Work request A
According to the news report on Husain Barakat's death, on what date was he taken from prison to a hospital?
Work request B
Continue the news report on Husain Barakat's death from where it stops.

Jailed activist Husain Barakat dies of Covid-19
Forty-eight-year-old activist dies after a second outbreak of the virus at the kingdom's main Jau prison
A Bahraini activist serving a life sentence has died after contracting Covid-19, the interior ministry and activists said on Wednesday, as the tiny Gulf state fights a surge in coronavirus infections.
The ministry said Husain Barakat, 48, who had been fully vaccinated against the coronavirus in March with the Sinopharm vaccine, had died after being infected with the virus.
He had been taken from prison to a hospital on 29 May, it said, adding that he required a respirator in recent days.
Footage posted on social media showed people taking to the streets on Wednesday to protest over his death.
Western-allied Bahrain has come under pressure from human rights organisations over prison conditions including overcrowding, poor sanitation and lack of medical care.
The British-based human rights group the Bahrain Institute for Rights and Democracy (Bird) said Barakat was a political prisoner being held in Jau, the kingdom’s main prison.
Since an outbreak of the disease in the prison in March, families have been holding small protests demanding the release of political prisoners and better conditions.
There was a violent confrontation between guards and prisoners in April after detainees protested against conditions, Reuters reported.
Americans for Democracy and Human Rights in Bahrain (ADHRB), said a second outbreak at Jau began on 22 May and has infected an estimated 60 percent of the 255 political prisoners housed at Building 12 of the prison.

Data to examine
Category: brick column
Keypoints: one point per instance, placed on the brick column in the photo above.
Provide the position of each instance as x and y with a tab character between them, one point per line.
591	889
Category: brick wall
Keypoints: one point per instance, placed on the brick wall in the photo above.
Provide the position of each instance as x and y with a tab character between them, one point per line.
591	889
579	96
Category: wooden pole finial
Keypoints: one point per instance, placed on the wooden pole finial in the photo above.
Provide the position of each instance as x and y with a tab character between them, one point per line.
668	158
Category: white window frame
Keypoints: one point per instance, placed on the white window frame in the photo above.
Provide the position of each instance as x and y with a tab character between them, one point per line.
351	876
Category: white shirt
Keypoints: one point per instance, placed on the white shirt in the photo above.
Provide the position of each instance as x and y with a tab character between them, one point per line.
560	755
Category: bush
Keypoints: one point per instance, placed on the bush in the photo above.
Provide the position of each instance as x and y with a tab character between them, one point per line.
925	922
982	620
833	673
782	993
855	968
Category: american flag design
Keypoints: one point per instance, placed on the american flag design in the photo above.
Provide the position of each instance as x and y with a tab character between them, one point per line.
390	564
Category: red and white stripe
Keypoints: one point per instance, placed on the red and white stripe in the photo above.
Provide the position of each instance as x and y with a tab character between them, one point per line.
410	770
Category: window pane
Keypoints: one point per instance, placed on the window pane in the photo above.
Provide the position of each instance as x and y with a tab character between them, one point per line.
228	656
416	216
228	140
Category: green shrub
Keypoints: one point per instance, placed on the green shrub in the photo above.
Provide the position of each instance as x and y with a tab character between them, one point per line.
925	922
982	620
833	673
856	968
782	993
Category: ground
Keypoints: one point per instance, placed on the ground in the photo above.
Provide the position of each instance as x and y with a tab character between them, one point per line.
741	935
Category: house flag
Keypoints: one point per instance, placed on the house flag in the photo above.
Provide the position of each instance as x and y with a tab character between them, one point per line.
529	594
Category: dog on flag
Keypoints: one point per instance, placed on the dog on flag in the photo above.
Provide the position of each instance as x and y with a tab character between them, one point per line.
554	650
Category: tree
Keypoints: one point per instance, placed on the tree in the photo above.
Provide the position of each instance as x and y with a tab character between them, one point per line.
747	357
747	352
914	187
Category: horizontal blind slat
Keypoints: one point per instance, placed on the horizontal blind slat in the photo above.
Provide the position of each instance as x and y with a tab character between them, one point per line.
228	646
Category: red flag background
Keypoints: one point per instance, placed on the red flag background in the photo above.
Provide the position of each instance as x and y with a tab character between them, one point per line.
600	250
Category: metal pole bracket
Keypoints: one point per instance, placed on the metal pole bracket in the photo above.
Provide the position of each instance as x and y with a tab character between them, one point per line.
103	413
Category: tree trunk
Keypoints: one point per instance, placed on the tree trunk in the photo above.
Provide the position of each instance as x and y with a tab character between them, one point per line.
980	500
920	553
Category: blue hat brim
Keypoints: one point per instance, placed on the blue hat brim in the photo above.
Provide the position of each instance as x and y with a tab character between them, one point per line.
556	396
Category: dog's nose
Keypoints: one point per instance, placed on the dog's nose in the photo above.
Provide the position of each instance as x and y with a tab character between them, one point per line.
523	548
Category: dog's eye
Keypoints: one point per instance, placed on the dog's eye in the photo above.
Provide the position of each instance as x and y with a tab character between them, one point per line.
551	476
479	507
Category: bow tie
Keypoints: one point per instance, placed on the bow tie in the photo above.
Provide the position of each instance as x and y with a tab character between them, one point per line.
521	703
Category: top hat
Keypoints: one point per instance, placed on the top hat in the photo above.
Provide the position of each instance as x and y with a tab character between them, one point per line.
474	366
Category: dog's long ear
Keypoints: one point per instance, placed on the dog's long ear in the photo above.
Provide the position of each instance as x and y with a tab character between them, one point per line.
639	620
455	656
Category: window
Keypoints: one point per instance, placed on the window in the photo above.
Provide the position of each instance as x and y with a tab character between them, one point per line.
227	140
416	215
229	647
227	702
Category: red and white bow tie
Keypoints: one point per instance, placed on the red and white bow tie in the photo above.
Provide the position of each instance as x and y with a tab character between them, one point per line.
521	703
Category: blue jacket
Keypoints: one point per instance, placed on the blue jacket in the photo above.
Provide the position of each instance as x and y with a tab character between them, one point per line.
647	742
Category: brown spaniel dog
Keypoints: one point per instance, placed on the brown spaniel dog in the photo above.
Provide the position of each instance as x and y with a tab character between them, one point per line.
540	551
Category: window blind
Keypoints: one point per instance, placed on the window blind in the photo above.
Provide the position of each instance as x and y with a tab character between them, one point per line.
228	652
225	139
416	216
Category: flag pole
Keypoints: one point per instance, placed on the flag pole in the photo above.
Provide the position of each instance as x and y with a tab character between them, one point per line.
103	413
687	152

Task answer A
29 May

Task answer B
According to figures obtained by ADHRB and Bird, at least 300 prisoners have recovered from the virus since the beginning of the first outbreak.
Husain’s son, Ali Barakat, is also serving a 22-year-sentence in Jau, after being convicted on political charges in a separate case when he was just 16, according to his mother.
Call for release of prisoners
Barakat was sentenced in 2018, along with another 53 individuals, to life in prison in a mass trial of 138 defendants accused by authorities of belonging to a terrorism cell, Bird said.
He was also stripped of his citizenship, which was later restored by royal decree, it added.
The interior ministry said Barakat had received regular medical attention and phone calls while in prison.
Dissolved Bahraini opposition group al-Wefaq has called for the release of prisoners of conscience since the start of the pandemic.
Bahrain has freed some prisoners considered at risk, such as pregnant women, in response to the health crisis.
New daily Covid-19 cases surged to record highs in mid- to late-May, reaching more than 3,000 new cases a day, after having been below 200 a day at the end of last year.
Bahrain on Tuesday said 1,279 new cases had been recorded, with 18 deaths. According to Reuters, the island nation has fully vaccinated more than half of the country’s population.
Bahrain’s government, which denies carrying out torture in prisons, has said it offered vaccinations to all prisoners and that appropriate measures were taken to deal with Covid-19 outbreaks.